__Source document__:
Instructor reflection toolkit – Faculty of Engineering

Instructor reflection toolkit

This toolkit is available for instructors looking for their students to engage in meaningful reflection of experiences. Resources may be used as-is or adapted for different teaching contexts.

Whether you are hoping to learn more about the importance of reflection, identify different reflection models and frameworks, locate reflection assignment templates, or begin to better assess student reflections, you will find it in this toolkit! 

Sometimes, you have to look back in order to understand the things that lie ahead.

Yvonne Woon

According to Dewey (1966), “We do not learn from experience… we learn from reflecting on experience.” 

Through active consideration and evaluation of their learning and professional practices, students uncover the meaning of the experience and thereby construct new knowledge. The goal of reflective practice is to inform present and future projects through decisions, actions, attitudes, and the understanding of oneself.

Reflection assignments allow students to express their thoughts and opinions about their learning instead of simply summarizing content and events. Engineering education should provide students with “opportunities for reflection to connect thinking and doing” (Ambrose, 2013) in order to support deeper learning.

Reflecting, or exploring the meaning of experiences and the consequences of the meanings for future action, has always been essential in the development of expertise. Reflection and the promotion of reflective techniques are becoming more important in engineering education because of the expanding need for diverse, adaptive, broad-thinking, and nimble engineering experts who can respond to the ever-increasing challenges that society faces.

Consortium to Promote Reflection in Engineering Education, n.d.

Sources:

Dewey, J. (1966). Democracy and education: An introduction to the philosophy of education. The Free Press.

Ambrose, S. A. (2013). Undergraduate engineering curriculum: The ultimate design challenge. The Bridge43(2), 16-23

CPREE. (n.d.) What is Reflection? Consortium to Promote Reflection in Engineering Education (CPREE). http://cpree.uw.edu/what-is-reflection/

Consortium to Promote Reflection in Engineering Education (CPREE) – website with resources on what reflection is, links to reflection field guides from American universities, and conference papers on reflection in Engineering. 

 

Students in engineering reflect informally quite often. They revise their design project after receiving feedback from their end-user. They will rework their lab experiment when the results are not what they expect. However, in the absence of formal reflection, students can misinterpret their experiences and act on these misinterpretations (Turns et al., 2014). This misinterpretation often impairs their learning later in the curriculum. Rather than leaping from one experience to the next, reflection asks students to pause to grapple with the complexities and ambiguities of an authentic experience.

Records
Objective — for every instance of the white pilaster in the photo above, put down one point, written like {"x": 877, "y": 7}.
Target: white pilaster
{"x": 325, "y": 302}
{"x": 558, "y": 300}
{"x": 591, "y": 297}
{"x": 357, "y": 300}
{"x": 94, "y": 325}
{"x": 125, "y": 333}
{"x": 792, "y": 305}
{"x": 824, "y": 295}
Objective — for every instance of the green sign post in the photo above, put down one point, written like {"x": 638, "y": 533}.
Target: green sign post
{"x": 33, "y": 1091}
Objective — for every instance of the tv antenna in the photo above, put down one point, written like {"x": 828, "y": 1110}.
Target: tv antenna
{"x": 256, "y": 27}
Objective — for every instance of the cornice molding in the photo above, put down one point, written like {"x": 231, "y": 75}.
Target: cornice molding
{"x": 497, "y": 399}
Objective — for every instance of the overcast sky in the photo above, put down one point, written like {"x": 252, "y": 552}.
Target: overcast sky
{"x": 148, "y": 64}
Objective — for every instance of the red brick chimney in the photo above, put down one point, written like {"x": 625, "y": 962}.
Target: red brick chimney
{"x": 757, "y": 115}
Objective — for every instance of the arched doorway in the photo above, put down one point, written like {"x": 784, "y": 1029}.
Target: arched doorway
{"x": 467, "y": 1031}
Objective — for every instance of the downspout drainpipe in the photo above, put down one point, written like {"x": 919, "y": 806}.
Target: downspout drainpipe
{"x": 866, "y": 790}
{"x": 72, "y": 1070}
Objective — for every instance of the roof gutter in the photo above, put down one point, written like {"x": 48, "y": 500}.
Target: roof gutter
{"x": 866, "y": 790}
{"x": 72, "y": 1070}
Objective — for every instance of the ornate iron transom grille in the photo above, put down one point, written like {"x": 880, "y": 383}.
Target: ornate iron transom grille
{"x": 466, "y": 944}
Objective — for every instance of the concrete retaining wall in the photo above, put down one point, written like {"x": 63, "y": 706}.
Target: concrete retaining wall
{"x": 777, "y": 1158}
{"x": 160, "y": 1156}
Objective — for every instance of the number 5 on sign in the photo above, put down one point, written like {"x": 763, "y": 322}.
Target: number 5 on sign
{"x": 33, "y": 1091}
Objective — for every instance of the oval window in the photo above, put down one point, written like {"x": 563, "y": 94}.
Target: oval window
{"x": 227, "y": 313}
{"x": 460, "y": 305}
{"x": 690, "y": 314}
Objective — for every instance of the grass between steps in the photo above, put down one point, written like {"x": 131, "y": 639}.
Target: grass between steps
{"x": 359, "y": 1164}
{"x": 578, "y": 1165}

__Short task__: Extend the instructor reflection toolkit from its last sentence with a few more paragraphs in the same style.

__Exercise response__:
Through intentional, structured reflection, students reconcile theory and practice and develop a plan for implementing new knowledge into their next experience. The process of reflection supports students to make sense of an experience as they develop the metacognitive skills required for deeper, life-long learning (Ash & Clayton, 2009). Through structured, well-designed reflection assignments, students develop important employability skills like “problem-solving, higher order reasoning, integrative thinking, goal clarification openness to new ideas, ability to adopt new perspectives and systemic thinking (Ash & Clayton, 2009, p.27). Reflection and the promotion of reflective techniques are becoming more important in engineering education because of the expanding need for diverse, adaptive, broad-thinking, and nimble engineering experts who can respond to the ever-increasing challenges that society faces. Through the process of structured reflection, students build well-articulated skills and competencies that demonstrate their development into professional Engineers.

We had the experience but missed the meaning.

T.S. Eliot (1944)

Ambrose, S. A. (2013). Undergraduate engineering curriculum: The ultimate design challenge. The Bridge43(2), 16-23

Turns, J. A., Sattler, B., Yasuhara, K., Borgford-Parnell, J. L., & Atman, C. J. (2014). Integrating reflection into engineering education. [Paper Presentation]. 121st ASEE Annual Conference & Exposition, Indianapolis. https://depts.washington.edu/cpreeuw/wordpress/wp-content/uploads/2015/07/Integrating-Reflection-ASEE-2014.pdf

Ash, S. L., & Clayton, P. H. (2009). Generating, deepening, and documenting learning: The power of critical reflection in applied learning. Journal of Applied Learning in Higher Education, 1(1), 25-48.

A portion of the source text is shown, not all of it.